[Exercise directions] Copy exactly, from the beginning of the material below, every line up to and including the one holding "Target: man's blonde hair", with the pictures left out.

[Dataset]
----
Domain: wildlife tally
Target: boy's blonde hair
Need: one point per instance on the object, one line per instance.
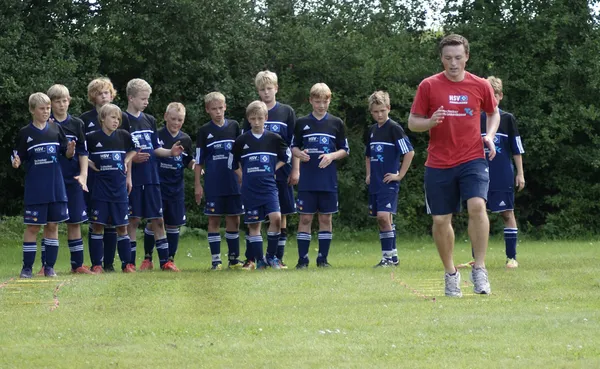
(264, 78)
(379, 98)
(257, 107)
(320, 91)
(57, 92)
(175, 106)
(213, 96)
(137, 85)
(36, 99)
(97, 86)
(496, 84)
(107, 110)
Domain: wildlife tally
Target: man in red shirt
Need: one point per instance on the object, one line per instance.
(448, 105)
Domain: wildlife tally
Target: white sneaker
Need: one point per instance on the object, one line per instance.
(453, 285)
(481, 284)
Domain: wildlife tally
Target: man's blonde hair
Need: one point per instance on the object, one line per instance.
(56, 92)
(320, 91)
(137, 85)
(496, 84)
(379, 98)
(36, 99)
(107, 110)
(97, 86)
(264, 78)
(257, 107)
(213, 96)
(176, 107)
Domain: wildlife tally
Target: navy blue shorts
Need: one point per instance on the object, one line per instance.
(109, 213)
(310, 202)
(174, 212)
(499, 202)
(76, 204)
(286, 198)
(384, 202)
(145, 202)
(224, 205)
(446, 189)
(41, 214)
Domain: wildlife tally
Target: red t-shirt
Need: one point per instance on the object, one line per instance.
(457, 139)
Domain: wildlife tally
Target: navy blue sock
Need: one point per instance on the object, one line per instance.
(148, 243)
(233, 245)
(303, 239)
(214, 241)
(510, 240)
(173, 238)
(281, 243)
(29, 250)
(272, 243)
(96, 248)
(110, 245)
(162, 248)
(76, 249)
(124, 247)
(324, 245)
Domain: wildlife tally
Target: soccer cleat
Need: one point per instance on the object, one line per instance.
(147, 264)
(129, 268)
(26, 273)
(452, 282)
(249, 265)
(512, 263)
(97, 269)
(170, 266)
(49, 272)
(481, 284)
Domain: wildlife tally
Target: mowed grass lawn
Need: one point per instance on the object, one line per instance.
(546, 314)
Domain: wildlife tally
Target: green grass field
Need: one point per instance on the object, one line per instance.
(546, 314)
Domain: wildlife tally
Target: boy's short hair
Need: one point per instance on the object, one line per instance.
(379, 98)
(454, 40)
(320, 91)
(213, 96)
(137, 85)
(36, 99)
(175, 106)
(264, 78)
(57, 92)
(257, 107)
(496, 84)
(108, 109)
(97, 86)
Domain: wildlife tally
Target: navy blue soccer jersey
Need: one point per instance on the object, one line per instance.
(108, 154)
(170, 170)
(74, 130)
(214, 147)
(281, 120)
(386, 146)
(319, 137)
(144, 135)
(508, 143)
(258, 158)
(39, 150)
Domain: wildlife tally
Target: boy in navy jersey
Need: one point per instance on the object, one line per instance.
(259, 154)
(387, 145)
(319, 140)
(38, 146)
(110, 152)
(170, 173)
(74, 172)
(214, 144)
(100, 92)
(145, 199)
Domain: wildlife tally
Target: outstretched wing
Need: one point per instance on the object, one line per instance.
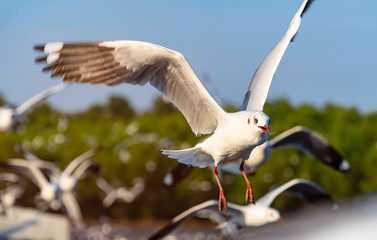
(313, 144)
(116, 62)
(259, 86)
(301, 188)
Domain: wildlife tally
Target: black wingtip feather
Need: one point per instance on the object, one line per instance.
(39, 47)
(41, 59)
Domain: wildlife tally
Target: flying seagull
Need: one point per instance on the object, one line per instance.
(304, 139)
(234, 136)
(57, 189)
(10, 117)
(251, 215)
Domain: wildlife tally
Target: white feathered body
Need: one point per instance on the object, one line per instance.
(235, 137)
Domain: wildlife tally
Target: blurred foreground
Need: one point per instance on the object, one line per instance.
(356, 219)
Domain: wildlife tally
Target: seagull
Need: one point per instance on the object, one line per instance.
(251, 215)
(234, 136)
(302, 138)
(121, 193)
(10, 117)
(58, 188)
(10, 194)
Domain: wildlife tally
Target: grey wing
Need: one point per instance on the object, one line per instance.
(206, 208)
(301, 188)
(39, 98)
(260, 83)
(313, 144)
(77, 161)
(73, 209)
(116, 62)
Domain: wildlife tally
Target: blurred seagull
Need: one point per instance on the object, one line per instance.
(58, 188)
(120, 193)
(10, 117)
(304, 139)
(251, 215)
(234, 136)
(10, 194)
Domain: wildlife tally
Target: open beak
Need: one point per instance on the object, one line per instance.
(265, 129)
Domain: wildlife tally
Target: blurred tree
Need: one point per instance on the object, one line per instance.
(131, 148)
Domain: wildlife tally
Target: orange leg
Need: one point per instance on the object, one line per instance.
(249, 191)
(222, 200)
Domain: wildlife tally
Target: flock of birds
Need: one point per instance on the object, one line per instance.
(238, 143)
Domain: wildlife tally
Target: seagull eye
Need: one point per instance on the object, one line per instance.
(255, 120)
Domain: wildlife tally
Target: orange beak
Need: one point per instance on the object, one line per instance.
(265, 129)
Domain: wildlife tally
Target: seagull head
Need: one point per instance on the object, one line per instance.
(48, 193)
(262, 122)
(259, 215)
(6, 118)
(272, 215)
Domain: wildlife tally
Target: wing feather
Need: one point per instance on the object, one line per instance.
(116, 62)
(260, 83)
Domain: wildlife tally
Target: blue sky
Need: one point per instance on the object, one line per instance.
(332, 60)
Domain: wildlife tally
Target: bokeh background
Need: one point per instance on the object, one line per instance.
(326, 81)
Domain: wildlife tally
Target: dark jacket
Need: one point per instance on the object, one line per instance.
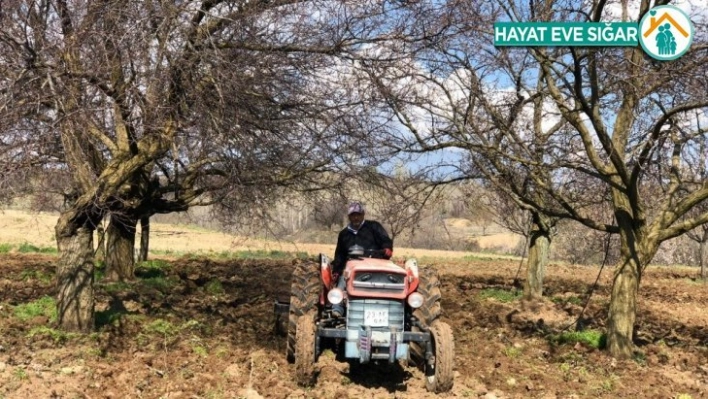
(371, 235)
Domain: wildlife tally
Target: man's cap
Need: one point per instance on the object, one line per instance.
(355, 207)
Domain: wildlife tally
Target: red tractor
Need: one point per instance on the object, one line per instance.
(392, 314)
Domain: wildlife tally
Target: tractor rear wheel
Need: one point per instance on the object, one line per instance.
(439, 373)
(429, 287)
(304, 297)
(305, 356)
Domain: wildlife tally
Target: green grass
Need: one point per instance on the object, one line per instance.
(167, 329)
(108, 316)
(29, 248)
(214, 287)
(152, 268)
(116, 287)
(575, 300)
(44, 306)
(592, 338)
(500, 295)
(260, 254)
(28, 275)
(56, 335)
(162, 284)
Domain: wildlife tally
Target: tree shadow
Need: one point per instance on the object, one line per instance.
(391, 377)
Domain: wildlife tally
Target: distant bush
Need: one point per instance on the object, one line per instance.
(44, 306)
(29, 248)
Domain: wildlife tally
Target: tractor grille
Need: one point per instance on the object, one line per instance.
----
[Finished exercise]
Domain: wildlife tally
Target: boy's blonde hair
Need: one point per instance on the object, one line per instance.
(264, 78)
(379, 98)
(257, 107)
(320, 91)
(57, 92)
(175, 106)
(213, 96)
(137, 85)
(36, 99)
(97, 86)
(496, 84)
(107, 110)
Domain: wildlife tally
Target: man in red shirt
Need: one point per instance on the object, one line per instance.
(448, 105)
Domain: wildlife tally
Target: white sneaker
Need: one point per instance on the object, one line per instance.
(453, 285)
(481, 284)
Domain: wildlife tally
Target: man's blonde hair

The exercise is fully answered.